§ **Directive**
Which lines in the entries below contain the word "mark"? Copy out each such line, and treat case as significant.

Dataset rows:
※
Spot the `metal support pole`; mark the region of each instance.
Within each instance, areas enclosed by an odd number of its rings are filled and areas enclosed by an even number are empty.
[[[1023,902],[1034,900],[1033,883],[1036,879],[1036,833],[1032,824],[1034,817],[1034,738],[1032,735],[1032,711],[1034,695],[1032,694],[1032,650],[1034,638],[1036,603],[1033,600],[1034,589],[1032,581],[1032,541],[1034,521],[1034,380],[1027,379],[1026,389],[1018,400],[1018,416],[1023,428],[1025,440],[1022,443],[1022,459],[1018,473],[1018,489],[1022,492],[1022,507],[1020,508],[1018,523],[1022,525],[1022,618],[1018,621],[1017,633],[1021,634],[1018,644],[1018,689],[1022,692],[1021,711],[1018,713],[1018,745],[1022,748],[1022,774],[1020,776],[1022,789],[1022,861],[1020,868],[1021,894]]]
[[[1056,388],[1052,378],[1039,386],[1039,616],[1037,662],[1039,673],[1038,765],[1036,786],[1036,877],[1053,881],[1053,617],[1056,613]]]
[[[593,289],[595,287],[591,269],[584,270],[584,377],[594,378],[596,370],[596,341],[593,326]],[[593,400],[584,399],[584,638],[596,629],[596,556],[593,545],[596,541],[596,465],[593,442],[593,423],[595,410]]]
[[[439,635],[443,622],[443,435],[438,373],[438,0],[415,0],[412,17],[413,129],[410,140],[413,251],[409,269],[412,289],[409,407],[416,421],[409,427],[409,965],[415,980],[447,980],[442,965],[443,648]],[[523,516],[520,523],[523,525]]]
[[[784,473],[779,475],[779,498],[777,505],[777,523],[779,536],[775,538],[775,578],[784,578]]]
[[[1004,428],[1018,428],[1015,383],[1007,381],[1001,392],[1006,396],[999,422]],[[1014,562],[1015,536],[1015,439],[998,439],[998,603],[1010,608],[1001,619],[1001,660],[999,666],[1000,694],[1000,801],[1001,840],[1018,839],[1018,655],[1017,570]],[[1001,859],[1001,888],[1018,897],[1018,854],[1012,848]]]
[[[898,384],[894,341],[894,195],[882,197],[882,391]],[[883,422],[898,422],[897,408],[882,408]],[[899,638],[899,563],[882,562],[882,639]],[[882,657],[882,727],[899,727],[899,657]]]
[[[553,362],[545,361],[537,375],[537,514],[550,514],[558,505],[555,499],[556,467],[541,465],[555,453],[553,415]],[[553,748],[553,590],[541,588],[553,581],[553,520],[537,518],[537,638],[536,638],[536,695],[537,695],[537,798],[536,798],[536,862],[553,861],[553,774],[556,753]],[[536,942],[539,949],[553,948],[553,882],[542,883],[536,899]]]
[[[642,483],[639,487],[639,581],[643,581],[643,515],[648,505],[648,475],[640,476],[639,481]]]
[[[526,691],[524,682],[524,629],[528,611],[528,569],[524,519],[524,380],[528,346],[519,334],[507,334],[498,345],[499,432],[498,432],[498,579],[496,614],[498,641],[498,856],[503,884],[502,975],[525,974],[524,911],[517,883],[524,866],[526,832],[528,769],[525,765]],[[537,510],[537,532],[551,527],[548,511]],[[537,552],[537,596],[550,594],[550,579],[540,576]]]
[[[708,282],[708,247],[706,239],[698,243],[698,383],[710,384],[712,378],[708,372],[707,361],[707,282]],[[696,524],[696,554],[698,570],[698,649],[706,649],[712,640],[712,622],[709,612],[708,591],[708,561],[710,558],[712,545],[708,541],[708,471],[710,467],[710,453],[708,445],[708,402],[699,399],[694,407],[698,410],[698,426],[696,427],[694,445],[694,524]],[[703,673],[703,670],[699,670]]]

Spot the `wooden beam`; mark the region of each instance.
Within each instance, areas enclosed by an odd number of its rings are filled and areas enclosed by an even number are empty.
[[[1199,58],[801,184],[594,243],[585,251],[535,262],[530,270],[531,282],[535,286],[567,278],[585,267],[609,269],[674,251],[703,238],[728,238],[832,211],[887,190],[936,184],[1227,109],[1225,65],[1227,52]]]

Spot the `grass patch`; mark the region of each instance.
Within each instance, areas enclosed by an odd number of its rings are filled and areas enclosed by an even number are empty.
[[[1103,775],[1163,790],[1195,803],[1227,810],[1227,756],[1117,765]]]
※
§ **Exercise result**
Spot the `metal support pole`; mark the region of each instance.
Spot the `wooden beam`; mark the region of each instance.
Spot the `grass patch`; mark the region of each instance.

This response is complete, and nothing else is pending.